> **Tarefa curta A**: Liste os nomes de todas as músicas citadas no texto sobre o Consciência Humana.
> **Tarefa curta B**: Transcreva o trecho do texto sobre o Consciência Humana que começa em "A reportagem da" e vai até "arsenal de recordações.".

> **Texto fornecido**:
=-=-=

O grupo de rap Consciência Humana começou a ganhar destaque em 1991, com suas letras focadas, principalmente, na violência do Estado – que se intensificou nas periferias após a ditadura civil-militar (1964-1985). Foi nesse contexto que surgiu a música Tá na Hora, que retrata os assassinatos cometidos por policiais da Ronda Ostensiva Tobias de Aguiar (Rota).
A canção, baseada em fatos reais, menciona nomes de militares bastante conhecidos em bairros periféricos como São Mateus (ZL), lugar de origem dos rappers. Um deles é o Cabo Bruno, que participava do chamado “Esquadrão da Morte” e foi apontado como responsável por pelo menos 50 homicídios. O ex-chefe da Rota e hoje vereador na cidade de São Paulo Conte Lopes (PTB) também foi confrontado na música.
O Consciência Humana criou uma forte identidade com São Mateus. Na música Lei da Periferia, o grupo relata os principais problemas enfrentados cotidianamente pelos moradores. Preto Aplick, integrante do grupo, relata que as músicas foram importantes para criar uma sensação de pertencimento nas pessoas que viviam no bairro.
“Os jornais só falavam mal de São Mateus. Não saía um artista, um atleta lá de dentro, só saía bandido, coisas ruins. De repente, vem um artista, um grupo de rap falando desses problemas todos. A população de São Mateus acatou nossas palavras e isso significou muito pra gente.”
A reportagem da Radioagência NP foi até o bairro de Itaquera (SP) onde fica localizado o estúdio Só Monstro Produções, pertencente ao grupo. Após dez anos sem gravar, o Consciência Humana prepara o novo CD Firma Forte, que marcará uma nova etapa na carreira do conjunto. Neste ano eles completam 22 anos de existência.
Perseguições
Com a Rota nas ruas das periferias o terror foi inevitável. Criada na década de 1970 com o objetivo de manter a ordem vigente dos militares, a atuação da corporação deixou lembranças traumáticas. O músico Aplick tem um arsenal de recordações.
“Nós vivíamos correndo deles. Aí escrevi a primeira música que se chama Terror em São Paulo. A partir dessa daí já tava trazendo as ideias de quem convivia com esses caras na madrugada. Passei parte da minha vida na rua. Então eu bati de frente com eles. Então viemos escrevendo essa história. No meio dessa música pra lá, eu encontrei o Conte Lopes. Ele invadia os barracos, deu tiro na boca do meu tio. Foi aí que veio essa música Tá na hora.”

=-=-=

> **Dados fornecidos**:
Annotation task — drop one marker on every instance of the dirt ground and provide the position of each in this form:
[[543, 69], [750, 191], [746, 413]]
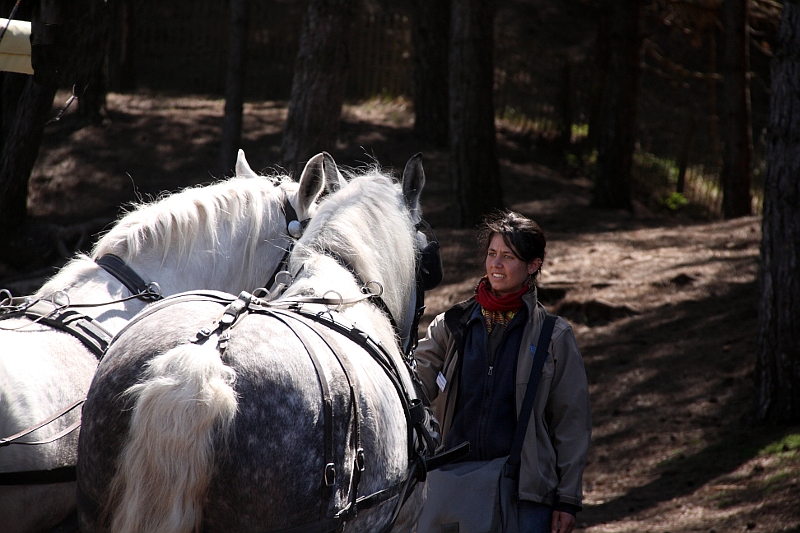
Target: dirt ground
[[663, 305]]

=-=-=

> **Resposta correta A**: Tá na Hora, Lei da Periferia e Terror em São Paulo.

> **Resposta correta B**:
A reportagem da Radioagência NP foi até o bairro de Itaquera (SP) onde fica localizado o estúdio Só Monstro Produções, pertencente ao grupo. Após dez anos sem gravar, o Consciência Humana prepara o novo CD Firma Forte, que marcará uma nova etapa na carreira do conjunto. Neste ano eles completam 22 anos de existência.
Perseguições
Com a Rota nas ruas das periferias o terror foi inevitável. Criada na década de 1970 com o objetivo de manter a ordem vigente dos militares, a atuação da corporação deixou lembranças traumáticas. O músico Aplick tem um arsenal de recordações.